Conflict detection needs LLM reasoning. Our first version used keyword overlap heuristics to detect conflicts. It missed semantic contradictions (where agents disagree using entirely different vocabulary) and flagged false positives (where agents independently mentioned the same system without contradicting each other). Using a dedicated LLM call for conflict detection was the right trade — it costs one extra API call per round but dramatically reduces wasted rounds.

Persistent knowledge enrichment compounds. The research micro-agents were initially a hack to handle topics that touched undocumented systems. But because they write to the shared context engine, every run makes the next run smarter. After a few months, the knowledge gaps that trigger research agents have dropped significantly — the system is self-improving.

Parse defensively. LLMs will surprise you with output formatting. The 4-strategy JSON parser cost us 20 lines of code and eliminated an entire class of pipeline failures. If you're building agent pipelines, write your output parser before your prompt.

The Pattern, Abstracted

If you're building a multi-agent system that needs convergence (not just aggregation), the chairman pattern is:

1. Detect domains — figure out which specialists are relevant. 2. Gate information — each specialist sees only their domain context. 3. Structured rounds — parallel execution, conflict detection, targeted re-runs. 4. Early termination — stop as soon as agents agree. 5. Persistent enrichment — fill knowledge gaps in a way that outlives the current task.

The key constraint: the chairman is the only agent with access to the full picture. Specialists never see each other's raw context, only their outputs. This prevents the common failure mode where agents try to reason about domains outside their expertise and produce confidently wrong analysis.

The full implementation is ~1550 lines of Rust in planning.rs, with 36 tests. No frameworks, no agent libraries — just threads, HTTP calls to a local context server, and subprocess spawning for Claude instances. Sometimes the simplest orchestration is the most robust.

» REQUIRED TASKS:
1 – Translate this sentence from the passage on the chairman pattern into Spanish: "The key constraint: the chairman is the only agent with access to the full picture."
2 – According to the passage on the chairman pattern, how many tests accompany the full implementation in planning.rs?

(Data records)

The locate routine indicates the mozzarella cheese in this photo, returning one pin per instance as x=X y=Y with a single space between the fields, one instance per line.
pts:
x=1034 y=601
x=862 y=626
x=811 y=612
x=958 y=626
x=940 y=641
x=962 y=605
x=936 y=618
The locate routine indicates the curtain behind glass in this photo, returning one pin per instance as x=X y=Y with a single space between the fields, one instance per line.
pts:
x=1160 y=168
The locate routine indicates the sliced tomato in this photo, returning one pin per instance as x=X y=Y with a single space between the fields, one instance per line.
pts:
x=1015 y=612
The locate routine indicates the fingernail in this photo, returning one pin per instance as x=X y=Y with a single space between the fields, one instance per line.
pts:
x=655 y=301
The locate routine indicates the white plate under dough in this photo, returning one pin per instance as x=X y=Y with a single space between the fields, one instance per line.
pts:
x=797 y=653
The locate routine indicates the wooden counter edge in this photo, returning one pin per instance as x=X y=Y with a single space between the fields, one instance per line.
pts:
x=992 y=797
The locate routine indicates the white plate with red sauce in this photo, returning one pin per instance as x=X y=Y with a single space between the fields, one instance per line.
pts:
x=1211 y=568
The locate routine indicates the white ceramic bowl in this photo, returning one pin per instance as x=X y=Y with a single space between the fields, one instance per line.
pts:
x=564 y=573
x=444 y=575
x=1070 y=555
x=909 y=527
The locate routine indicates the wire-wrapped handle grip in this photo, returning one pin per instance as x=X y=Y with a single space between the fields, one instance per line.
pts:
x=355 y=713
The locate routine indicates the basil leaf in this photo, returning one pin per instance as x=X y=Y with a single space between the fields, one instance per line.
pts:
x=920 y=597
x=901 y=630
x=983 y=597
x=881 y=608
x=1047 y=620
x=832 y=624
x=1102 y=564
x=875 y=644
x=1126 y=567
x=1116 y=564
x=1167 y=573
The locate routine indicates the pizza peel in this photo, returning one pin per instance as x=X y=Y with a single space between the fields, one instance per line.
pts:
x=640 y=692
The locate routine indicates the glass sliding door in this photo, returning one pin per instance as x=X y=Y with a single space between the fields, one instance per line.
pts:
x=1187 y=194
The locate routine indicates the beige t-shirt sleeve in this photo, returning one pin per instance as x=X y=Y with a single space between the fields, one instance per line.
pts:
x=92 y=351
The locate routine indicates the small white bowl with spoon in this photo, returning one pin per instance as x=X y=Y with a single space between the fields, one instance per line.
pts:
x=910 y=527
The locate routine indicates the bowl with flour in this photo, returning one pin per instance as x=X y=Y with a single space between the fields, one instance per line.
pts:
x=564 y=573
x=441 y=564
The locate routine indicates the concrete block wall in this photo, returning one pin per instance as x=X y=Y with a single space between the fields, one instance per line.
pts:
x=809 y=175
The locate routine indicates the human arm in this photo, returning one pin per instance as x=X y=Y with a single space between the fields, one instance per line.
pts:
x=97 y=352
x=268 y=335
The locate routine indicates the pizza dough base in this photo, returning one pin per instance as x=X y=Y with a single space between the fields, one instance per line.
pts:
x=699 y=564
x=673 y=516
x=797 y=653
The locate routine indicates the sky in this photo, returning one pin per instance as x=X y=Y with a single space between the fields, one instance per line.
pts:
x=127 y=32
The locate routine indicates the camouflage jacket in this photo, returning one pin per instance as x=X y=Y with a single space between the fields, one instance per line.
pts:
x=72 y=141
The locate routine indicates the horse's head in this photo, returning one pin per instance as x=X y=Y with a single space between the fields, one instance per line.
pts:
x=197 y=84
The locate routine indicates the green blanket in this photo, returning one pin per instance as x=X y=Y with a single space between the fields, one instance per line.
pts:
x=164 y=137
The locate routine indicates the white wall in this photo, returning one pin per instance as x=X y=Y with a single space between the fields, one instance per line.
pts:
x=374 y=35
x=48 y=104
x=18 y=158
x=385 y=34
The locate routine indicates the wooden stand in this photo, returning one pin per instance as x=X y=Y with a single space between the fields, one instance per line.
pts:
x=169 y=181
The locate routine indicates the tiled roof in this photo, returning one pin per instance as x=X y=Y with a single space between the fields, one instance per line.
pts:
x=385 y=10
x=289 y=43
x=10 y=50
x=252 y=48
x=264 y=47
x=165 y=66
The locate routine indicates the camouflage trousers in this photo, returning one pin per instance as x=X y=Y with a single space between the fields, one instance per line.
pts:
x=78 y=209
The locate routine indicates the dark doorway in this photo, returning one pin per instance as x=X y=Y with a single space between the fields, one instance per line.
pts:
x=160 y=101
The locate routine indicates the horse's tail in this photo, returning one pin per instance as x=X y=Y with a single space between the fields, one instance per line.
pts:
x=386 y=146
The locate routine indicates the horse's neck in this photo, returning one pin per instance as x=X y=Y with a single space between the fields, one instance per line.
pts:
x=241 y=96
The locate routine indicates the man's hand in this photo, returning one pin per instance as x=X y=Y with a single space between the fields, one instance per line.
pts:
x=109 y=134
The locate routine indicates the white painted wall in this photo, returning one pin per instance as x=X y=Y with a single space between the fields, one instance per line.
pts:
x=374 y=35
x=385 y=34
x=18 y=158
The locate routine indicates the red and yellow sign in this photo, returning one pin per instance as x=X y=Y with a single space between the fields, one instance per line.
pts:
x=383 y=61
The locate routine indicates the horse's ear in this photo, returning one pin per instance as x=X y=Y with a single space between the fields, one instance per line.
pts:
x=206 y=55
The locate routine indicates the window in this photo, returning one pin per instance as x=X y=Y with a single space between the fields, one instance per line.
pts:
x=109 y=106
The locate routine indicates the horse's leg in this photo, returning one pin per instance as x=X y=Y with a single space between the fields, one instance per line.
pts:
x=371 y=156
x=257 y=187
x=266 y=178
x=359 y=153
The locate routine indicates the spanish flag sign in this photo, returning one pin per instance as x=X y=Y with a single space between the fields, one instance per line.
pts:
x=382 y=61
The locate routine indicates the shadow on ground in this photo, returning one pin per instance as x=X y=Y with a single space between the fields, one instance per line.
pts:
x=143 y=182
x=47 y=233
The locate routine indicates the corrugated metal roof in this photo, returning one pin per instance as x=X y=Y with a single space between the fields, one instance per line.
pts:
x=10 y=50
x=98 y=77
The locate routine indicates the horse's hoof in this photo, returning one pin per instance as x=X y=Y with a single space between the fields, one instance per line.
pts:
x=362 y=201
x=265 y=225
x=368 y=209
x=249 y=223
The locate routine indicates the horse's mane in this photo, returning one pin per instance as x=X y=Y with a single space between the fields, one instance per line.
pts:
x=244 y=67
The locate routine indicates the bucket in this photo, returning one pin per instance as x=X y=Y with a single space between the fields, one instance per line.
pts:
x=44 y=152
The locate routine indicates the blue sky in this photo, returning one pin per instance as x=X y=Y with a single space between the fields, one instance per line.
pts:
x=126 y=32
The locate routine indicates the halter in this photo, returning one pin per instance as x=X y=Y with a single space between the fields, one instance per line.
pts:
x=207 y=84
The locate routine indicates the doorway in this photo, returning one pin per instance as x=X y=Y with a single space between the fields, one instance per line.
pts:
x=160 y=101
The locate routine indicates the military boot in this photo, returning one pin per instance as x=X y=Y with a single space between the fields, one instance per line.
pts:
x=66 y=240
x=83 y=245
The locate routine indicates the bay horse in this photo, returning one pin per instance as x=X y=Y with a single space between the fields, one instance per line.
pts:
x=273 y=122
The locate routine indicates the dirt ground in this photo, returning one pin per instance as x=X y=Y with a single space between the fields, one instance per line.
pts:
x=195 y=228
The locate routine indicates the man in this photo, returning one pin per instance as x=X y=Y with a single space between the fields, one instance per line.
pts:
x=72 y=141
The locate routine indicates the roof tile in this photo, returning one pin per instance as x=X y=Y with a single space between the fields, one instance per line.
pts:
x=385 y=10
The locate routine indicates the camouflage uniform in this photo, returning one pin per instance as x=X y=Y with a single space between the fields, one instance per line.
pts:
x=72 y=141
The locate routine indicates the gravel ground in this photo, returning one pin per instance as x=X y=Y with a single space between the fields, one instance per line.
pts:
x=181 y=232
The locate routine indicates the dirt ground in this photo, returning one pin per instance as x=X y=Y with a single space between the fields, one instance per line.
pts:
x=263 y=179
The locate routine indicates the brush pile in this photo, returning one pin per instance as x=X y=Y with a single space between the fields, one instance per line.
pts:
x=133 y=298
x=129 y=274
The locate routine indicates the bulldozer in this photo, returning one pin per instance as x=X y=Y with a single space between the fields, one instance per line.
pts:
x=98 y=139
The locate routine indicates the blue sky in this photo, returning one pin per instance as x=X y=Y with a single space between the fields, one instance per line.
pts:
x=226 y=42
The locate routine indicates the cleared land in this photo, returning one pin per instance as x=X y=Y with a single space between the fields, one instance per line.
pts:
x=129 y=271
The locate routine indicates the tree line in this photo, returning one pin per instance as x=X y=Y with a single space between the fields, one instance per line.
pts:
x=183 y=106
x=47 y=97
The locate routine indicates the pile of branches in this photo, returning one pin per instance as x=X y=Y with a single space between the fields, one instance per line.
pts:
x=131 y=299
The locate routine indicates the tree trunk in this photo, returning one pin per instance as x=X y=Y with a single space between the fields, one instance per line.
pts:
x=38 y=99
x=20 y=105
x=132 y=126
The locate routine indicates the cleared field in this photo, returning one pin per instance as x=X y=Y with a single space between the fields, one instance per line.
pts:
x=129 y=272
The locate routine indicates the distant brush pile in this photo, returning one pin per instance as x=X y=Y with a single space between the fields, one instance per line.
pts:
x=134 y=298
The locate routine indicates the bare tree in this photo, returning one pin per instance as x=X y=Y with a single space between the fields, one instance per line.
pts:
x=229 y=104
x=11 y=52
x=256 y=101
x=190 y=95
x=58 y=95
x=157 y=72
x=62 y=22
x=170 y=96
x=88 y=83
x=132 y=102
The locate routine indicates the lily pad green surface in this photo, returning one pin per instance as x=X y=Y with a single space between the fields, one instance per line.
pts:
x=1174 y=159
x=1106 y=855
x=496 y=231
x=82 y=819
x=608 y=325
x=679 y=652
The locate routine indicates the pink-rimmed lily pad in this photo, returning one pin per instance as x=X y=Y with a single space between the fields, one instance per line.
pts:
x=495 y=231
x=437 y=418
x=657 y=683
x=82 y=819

» ANSWERS:
1 – La restricción clave: el presidente es el único agente con acceso al panorama completo.

2 – 36 tests.